[Opening PASSAGE TO READ section]
WASHINGTON (3/11/15)--Arianna Huffington said she can remember the exact moment she began to reconsider the definition of success.
Burned-out and exhausted, she collapsed one day. "I found myself coming to in a pool of my own blood," the founder and editor-in-chief of The Huffington Post told attendees at Tuesday's general session of CUNA's Governmental Affairs Conference.
Huffington diagnosed Americans as perpetually stressed and sleep-deprived. "We're living under the collective delusion that burnout is the key to success," she said.
Throughout her conversational hourlong talk--liberally sprinkled with asides and anecdotes from her life as an international new-media mogul--she characterized the 24/7 work ethos as macho, outdated, unscientific and, ultimately, dangerous.
Sleep deprivation, she said, undermines leadership abilities. Showing up for work dramatically sleep deprived, she said, is the equivalent to coming to work drunk.
"(President Bill) Clinton said the most important mistakes he made, he made when he was tired," Huffington said. "No, he did not specify which mistakes. But we can all identify with that."
She attributed the 2008 financial collapse, in part, to a work culture of maximum stress where employees bragged about how little sleep they got.
"That's what happens when you're perpetually stressed," Huffington said. "You miss the icebergs until they hit the Titanic."
From top athletes such as Kobe Bryant to executives like Amazon CEO Jeff Bezos, Huffington said that culture is changing.
She said leaders are embracing a lifestyle of restfulness and mindfulness, joking that in the last year more CEOs than ever have come out of the closet--as meditators.
"People are recognizing the importance of living this way but have a really hard time doing it," Huffington said.
Some of her recommendations included sleeping 30 minutes more each night, ending multitasking, focusing on the present and letting go of grudges.
She said in her own life she has stopped wasting mental energy on unfinished tasks she'll realistically never devote the time to complete, such as learning German or how to cook.
"I recognized an actually simple truth, which is that you can complete a project by dropping it," Huffington said.
A less stressful, more fully engaged life, Huffington said, allows for deeper insights. Huffington said many of the world's leaders don't lack intelligence--they lack wisdom.
"Ninety percent of all the world's data was accumulated in the last two years," Huffington said. "But how much of the world's wisdom was accumulated in the last two years?"
[Closing PASSAGE TO READ section]
[Opening DATASET CONTENT section]
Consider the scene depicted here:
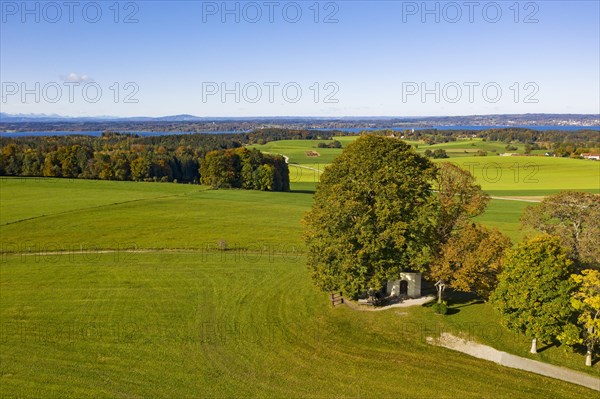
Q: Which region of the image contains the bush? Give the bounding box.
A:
[431,301,448,315]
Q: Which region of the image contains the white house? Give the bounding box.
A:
[385,272,422,298]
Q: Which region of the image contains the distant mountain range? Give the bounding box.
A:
[0,112,600,126]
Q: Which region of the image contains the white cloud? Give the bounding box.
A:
[60,72,94,83]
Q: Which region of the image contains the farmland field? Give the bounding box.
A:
[0,173,598,398]
[0,138,600,398]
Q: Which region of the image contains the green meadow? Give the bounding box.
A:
[0,138,600,398]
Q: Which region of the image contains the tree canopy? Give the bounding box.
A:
[571,269,600,366]
[521,191,600,268]
[303,135,436,296]
[430,223,511,299]
[490,235,574,352]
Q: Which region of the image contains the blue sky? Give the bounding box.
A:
[0,0,600,116]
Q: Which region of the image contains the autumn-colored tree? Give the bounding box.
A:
[435,162,490,248]
[570,269,600,366]
[521,191,600,269]
[490,235,575,353]
[430,223,511,303]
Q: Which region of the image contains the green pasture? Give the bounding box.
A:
[0,179,600,398]
[257,136,600,196]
[Closing DATASET CONTENT section]
WHAT THIS TASK INVOLVES:
In the article on Arianna Huffington's talk, copy the section starting at "WASHINGTON (3/11/15)--Arianna Huffington" and ending at "Governmental Affairs Conference.", but change "exhausted" to "worn down".

OUTPUT OF THE TASK:
WASHINGTON (3/11/15)--Arianna Huffington said she can remember the exact moment she began to reconsider the definition of success.
Burned-out and worn down, she collapsed one day. "I found myself coming to in a pool of my own blood," the founder and editor-in-chief of The Huffington Post told attendees at Tuesday's general session of CUNA's Governmental Affairs Conference.